[Referring expression pointing data]
------

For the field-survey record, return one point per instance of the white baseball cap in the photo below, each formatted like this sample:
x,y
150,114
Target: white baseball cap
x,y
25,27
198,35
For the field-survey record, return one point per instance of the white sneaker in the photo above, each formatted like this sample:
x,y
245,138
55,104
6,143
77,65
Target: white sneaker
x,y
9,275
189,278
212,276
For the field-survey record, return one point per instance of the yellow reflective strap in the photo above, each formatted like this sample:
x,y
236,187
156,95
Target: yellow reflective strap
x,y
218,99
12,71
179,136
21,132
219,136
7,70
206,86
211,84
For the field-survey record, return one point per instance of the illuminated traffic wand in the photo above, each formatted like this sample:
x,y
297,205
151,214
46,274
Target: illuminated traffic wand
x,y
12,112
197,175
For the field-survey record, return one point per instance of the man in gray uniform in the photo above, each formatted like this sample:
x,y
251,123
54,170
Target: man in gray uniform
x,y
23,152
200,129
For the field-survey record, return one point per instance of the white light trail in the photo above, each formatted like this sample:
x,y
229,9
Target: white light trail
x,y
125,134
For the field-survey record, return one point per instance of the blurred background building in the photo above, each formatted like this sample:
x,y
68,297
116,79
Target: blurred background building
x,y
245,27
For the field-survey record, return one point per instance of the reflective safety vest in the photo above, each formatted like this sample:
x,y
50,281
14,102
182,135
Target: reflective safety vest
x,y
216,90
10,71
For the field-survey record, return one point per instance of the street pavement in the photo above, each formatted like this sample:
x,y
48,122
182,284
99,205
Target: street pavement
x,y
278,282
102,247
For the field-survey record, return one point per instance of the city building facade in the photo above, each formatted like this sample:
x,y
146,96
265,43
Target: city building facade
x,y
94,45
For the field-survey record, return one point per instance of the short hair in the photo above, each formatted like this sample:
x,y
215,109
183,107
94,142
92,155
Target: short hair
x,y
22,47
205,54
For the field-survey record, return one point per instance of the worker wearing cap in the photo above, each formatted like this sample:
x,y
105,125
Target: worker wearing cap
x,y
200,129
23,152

------

### [Exercise brief]
The answer must restate each entry word for word.

### [Answer below]
For the field-survey record, return one point per instance of the white baseball cap in the photo below, each formatted like this sample:
x,y
150,114
Target: white baseball cap
x,y
25,27
198,35
For the field-survey record, return one point per instance of the white sneaker in the photo above, each formatted like this sample:
x,y
245,138
55,104
6,143
77,65
Target: white sneaker
x,y
9,275
189,278
212,276
For the field-survey record, return one point per instance of the yellow reflective strap in the photo above, each formatted like this sample:
x,y
236,187
156,95
Target: yellow reflective strap
x,y
218,99
12,71
179,136
21,132
219,136
7,70
206,86
211,84
For the field-survey record, return one point per instance of the illuminated traffic wand in the photo above, each formatted like this sample:
x,y
297,205
151,214
46,274
Target: illuminated traffic wand
x,y
12,112
197,175
For the field-survey record, return one point per instance of the man in gray uniform in the photo above, each formatted like this sample:
x,y
251,123
54,170
Target: man in gray uniform
x,y
23,152
200,129
For the field-survey record, return one point per instance of the white light trail in the photo above, each formatted like this sample:
x,y
229,9
Target: white light trail
x,y
125,134
For the field-survey record, return one point per instance of the blurred background building in the photo above, each formatted like this sample:
x,y
68,297
116,79
Target: blurred background building
x,y
245,27
For the field-survey record, return one point per instance of the reflective safety vest in the photo above, each formatted like this sample:
x,y
50,281
14,102
182,135
Target: reflective safety vest
x,y
216,90
10,71
For the field-survey record, return one point per instance of the street pavement in the photo above, each formatted like this sample:
x,y
48,122
182,284
99,205
Target: street pavement
x,y
278,282
102,247
For the field-survey record, return one point per instance of the city building facade in the photo above, each formatted like this sample:
x,y
146,96
265,43
Target: city building facade
x,y
94,45
For the field-survey record, return one point per instance of the short hair in the photo above, each formatted like this sample:
x,y
215,109
183,107
94,142
92,155
Target: short hair
x,y
22,47
205,54
For the field-survey record, return one point per instance of the worker wearing cap in the photo above, each formatted like this sample:
x,y
105,125
Target: worker wearing cap
x,y
200,129
23,152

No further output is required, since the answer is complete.